§ **STORED RECORDS**:
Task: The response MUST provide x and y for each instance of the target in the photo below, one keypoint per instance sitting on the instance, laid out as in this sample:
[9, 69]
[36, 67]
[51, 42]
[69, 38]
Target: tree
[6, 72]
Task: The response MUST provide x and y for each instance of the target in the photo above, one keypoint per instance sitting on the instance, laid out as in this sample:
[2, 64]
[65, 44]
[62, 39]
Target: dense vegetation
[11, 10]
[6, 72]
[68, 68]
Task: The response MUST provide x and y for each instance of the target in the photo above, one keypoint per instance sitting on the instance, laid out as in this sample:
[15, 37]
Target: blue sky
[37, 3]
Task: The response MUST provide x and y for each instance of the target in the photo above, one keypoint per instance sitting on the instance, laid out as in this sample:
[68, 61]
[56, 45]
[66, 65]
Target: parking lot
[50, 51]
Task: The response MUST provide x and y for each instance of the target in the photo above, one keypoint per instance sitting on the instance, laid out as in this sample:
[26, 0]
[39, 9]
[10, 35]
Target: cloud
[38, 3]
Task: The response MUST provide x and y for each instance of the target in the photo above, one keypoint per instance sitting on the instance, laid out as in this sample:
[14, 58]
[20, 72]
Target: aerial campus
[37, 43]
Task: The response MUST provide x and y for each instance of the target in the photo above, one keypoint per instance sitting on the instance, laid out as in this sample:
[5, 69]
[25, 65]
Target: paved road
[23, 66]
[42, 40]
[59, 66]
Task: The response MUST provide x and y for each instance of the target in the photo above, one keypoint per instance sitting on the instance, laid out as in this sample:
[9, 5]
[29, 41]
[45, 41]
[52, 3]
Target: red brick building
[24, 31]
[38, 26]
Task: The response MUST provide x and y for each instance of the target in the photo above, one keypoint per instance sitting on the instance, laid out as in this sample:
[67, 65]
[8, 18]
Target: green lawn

§ **TASK REQUIREMENTS**:
Reproduce the entire listing above, requests included, and add -102 to every x and y coordinate in the answer keypoints. Leave the requests and their sample coordinates unchanged.

§ **ANSWER FOR THIS EXERCISE**:
Task: The response MUST provide x and y for each instance of the target in the photo below, one keypoint per instance sitting on the instance, laid out as in this sample:
[9, 69]
[36, 67]
[51, 42]
[69, 38]
Target: tree
[-96, -30]
Task: The response MUST provide x and y for each instance of the target in the photo above, one keypoint per instance sitting on the instance, laid out as in this sample:
[2, 64]
[65, 44]
[62, 39]
Target: dense vegetation
[-91, -92]
[-96, -30]
[-34, -34]
Task: The response MUST provide x and y for each instance of the target in the photo above, one keypoint per instance sitting on the instance, laid out as in this sample:
[15, 37]
Target: blue sky
[-65, -99]
Task: The response MUST provide x and y for each instance of the target in the photo above, one keypoint per instance sitting on the instance, laid out as in this sample:
[68, 61]
[56, 45]
[66, 65]
Target: parking lot
[-52, -51]
Task: The response MUST provide x and y for each instance of the target in the photo above, one keypoint per instance sitting on the instance, laid out as in this sample:
[26, 0]
[39, 9]
[10, 35]
Target: cloud
[-64, -99]
Task: The response MUST provide x and y for each instance of the target in the photo above, one keypoint per instance sitting on the instance, laid out as in this sample:
[14, 58]
[20, 72]
Target: aerial campus
[-65, -59]
Task: The response MUST provide x and y for each instance of the target in the photo above, one keypoint per instance sitting on the instance, laid out as in this sample:
[5, 69]
[25, 65]
Target: paved road
[-79, -36]
[-60, -62]
[-43, -36]
Task: The response MUST provide x and y for each instance of the target in the photo above, one keypoint per instance sitting on the instance, laid out as in this sample:
[9, 5]
[29, 41]
[45, 41]
[52, 3]
Target: red brick building
[-78, -71]
[-64, -76]
Task: The response MUST provide x and y for each instance of the target in the photo above, one keypoint per instance sitting on the instance, laid out as in this sample:
[67, 65]
[8, 18]
Target: green lawn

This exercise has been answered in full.